■ Actions to take
**1)** Answer these from the Lingua::FA::MacFarsi documentation:
(a) Which two function names are exported by default?
(b) How is the variable $octet described?
(c) What short name does the documentation use for Mac OS Farsi encoding?
**2)** Carry on the Lingua::FA::MacFarsi documentation from the point where it stops.

■ Text segment
+---+

NAME

Lingua::FA::MacFarsi - transcode between Mac OS Farsi encoding and Unicode

SYNOPSIS

(1) using function names exported by default:

use Lingua::FA::MacFarsi;
$wchar = decodeMacFarsi($octet);
$octet = encodeMacFarsi($wchar);

(2) using function names exported on request:

use Lingua::FA::MacFarsi qw(decode encode);
$wchar = decode($octet);
$octet = encode($wchar);

(3) using function names fully qualified:

 use Lingua::FA::MacFarsi ();
 $wchar = Lingua::FA::MacFarsi::decode($octet);
 $octet = Lingua::FA::MacFarsi::encode($wchar);

# $wchar : a string in Perl's Unicode format
# $octet : a legacy byte string (i.e. in MacFarsi)

DESCRIPTION

This module provides decoding from/encoding to Mac OS Farsi encoding (denoted MacFarsi hereafter).

+---+

■ Provided records
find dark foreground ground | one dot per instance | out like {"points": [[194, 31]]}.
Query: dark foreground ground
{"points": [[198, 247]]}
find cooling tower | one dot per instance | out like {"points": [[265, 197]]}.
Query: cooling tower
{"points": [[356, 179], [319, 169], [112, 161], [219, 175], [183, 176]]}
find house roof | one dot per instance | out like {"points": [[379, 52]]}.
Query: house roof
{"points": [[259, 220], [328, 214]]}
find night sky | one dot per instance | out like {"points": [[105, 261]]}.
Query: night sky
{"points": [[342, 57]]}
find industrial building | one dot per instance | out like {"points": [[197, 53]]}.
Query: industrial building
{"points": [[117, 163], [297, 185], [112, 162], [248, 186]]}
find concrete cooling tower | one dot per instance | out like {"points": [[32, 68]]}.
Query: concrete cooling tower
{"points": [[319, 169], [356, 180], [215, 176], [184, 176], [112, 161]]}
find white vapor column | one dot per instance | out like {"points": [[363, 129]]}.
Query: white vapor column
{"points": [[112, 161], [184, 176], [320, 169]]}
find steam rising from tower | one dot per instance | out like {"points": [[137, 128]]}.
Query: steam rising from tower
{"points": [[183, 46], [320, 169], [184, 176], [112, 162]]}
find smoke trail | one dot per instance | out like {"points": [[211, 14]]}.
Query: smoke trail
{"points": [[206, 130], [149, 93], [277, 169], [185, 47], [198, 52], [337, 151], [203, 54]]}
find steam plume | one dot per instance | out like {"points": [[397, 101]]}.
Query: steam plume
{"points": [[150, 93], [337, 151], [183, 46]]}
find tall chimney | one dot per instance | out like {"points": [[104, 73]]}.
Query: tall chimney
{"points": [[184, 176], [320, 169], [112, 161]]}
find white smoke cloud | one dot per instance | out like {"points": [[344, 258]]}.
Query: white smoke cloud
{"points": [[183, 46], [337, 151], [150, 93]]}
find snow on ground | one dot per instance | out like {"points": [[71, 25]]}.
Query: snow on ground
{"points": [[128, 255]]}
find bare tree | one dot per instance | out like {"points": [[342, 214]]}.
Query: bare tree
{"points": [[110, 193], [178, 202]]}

+---+

■ Answers to the exercises
**1)**
(a) decodeMacFarsi and encodeMacFarsi
(b) As a legacy byte string, i.e. in MacFarsi
(c) MacFarsi

**2)**
Features

bidi support

Functions provided here should cope with Unicode accompanied with some directional formatting codes: i.e. PDF (or U+202C), LRO (or U+202D), and RLO (or U+202E).

additional mapping

Extended Arabic-Indic Digits and some related characters in Unicode are encoded in MacFarsi as if normal digits (U+0030..U+0039) when they appears in the left-to-right direction.

Functions

$wchar = decode($octet)
$wchar = decodeMacFarsi($octet)

Converts MacFarsi to Unicode.

decodeMacFarsi() is an alias for decode() exported by default.

$octet = encode($wchar)
$octet = encode($handler, $wchar)
$octet = encodeMacFarsi($wchar)
$octet = encodeMacFarsi($handler, $wchar)

Converts Unicode to MacFarsi.

encodeMacFarsi() is an alias for encode() exported by default.

If the $handler is not specified, any character that is not mapped to MacFarsi is deleted; if the $handler is a code reference, a string returned from that coderef is inserted there. if the $handler is a scalar reference, a string (a PV) in that reference (the referent) is inserted there.

The 1st argument for the $handler coderef is the Unicode code point (integer) of the unmapped character.

E.g.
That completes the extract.